### Stored records
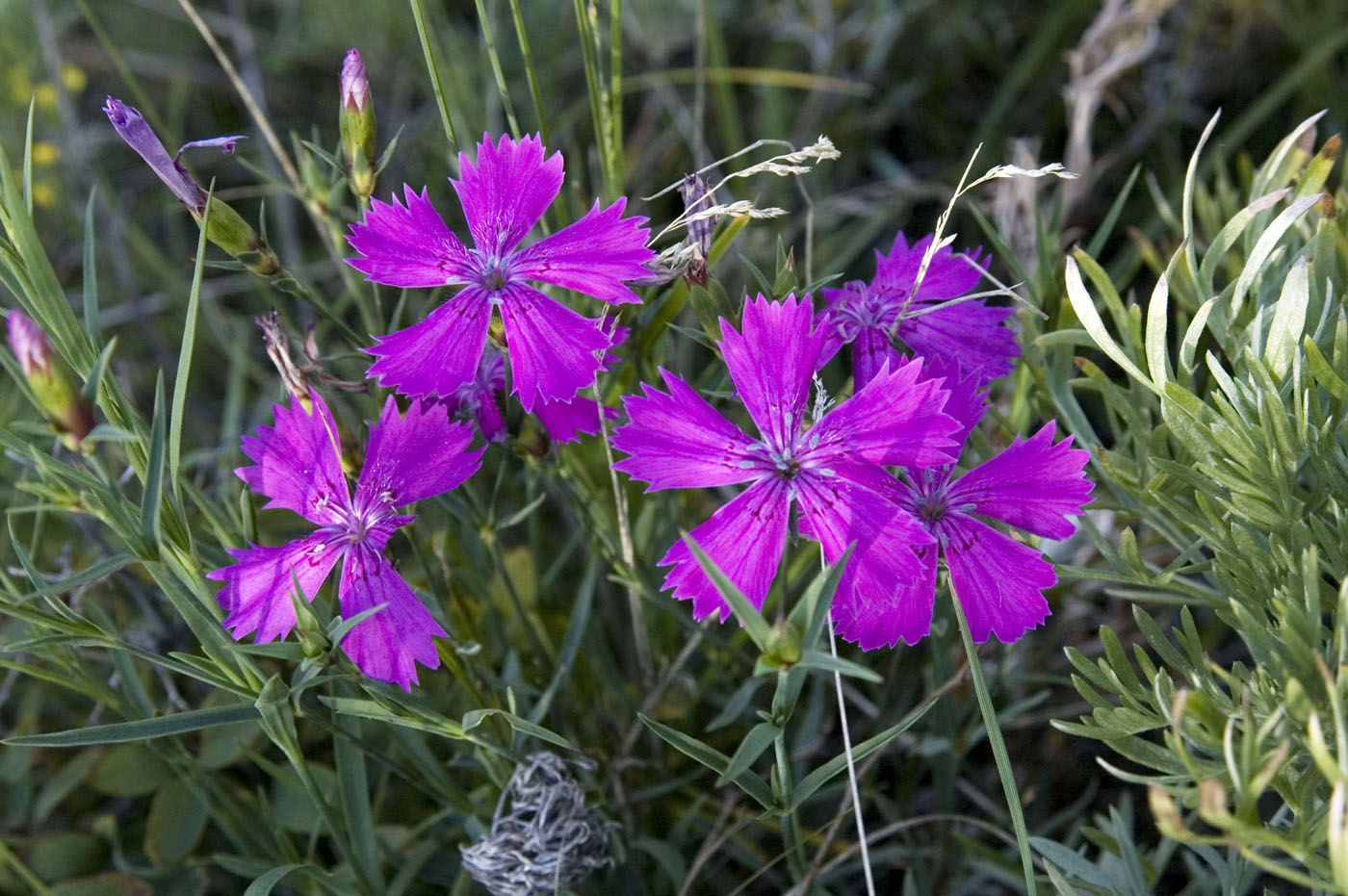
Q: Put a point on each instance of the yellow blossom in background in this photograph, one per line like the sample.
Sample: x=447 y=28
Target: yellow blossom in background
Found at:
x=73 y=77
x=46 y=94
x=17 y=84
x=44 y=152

---

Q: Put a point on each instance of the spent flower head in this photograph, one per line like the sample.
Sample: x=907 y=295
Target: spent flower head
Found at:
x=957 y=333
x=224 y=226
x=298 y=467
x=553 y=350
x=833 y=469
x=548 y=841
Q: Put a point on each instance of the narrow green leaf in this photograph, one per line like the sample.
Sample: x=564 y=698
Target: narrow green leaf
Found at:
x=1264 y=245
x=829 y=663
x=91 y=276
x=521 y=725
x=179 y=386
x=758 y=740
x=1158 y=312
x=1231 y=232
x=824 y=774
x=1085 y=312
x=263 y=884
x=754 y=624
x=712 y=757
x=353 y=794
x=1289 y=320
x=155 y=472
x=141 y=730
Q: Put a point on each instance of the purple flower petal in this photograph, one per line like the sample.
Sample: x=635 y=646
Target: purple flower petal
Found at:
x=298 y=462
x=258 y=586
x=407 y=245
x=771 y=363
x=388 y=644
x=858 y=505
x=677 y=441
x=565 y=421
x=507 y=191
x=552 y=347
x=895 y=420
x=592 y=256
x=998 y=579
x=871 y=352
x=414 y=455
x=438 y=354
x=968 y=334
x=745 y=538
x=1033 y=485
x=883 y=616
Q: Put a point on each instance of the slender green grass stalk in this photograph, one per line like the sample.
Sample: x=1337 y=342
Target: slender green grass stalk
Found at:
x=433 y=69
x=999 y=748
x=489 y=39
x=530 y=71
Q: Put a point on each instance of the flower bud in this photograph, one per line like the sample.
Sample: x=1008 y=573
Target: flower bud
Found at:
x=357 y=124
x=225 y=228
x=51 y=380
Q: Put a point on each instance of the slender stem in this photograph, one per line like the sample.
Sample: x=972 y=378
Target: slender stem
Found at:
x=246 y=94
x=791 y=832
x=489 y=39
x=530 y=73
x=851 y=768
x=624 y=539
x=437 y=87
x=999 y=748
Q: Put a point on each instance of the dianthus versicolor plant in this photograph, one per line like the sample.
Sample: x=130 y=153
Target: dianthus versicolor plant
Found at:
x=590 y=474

### Prompt
Set out the lines of the listing above as a Markdown table with the columns "Row" and "Line", starting at the line that has "Q: Put a point on each instance of the narrow" and stopping after the line that has "x=141 y=730". Number each row and leave out any blank lines.

### Solution below
| Row | Line |
|---|---|
| 1 | Q: Put a point on each instance of the narrow green leaf in this photograph, one per line like the sample. |
| 2 | Sample: x=564 y=698 |
| 3 | Target: narrow green leaf |
| 4 | Found at: |
| 5 | x=1264 y=245 |
| 6 | x=829 y=663 |
| 7 | x=91 y=276 |
| 8 | x=521 y=725 |
| 9 | x=179 y=386 |
| 10 | x=758 y=740 |
| 11 | x=1158 y=312 |
| 12 | x=1231 y=232 |
| 13 | x=824 y=774 |
| 14 | x=1085 y=312 |
| 15 | x=263 y=884 |
| 16 | x=754 y=624 |
| 17 | x=712 y=757 |
| 18 | x=353 y=794 |
| 19 | x=1289 y=320 |
| 20 | x=155 y=472 |
| 21 | x=141 y=730 |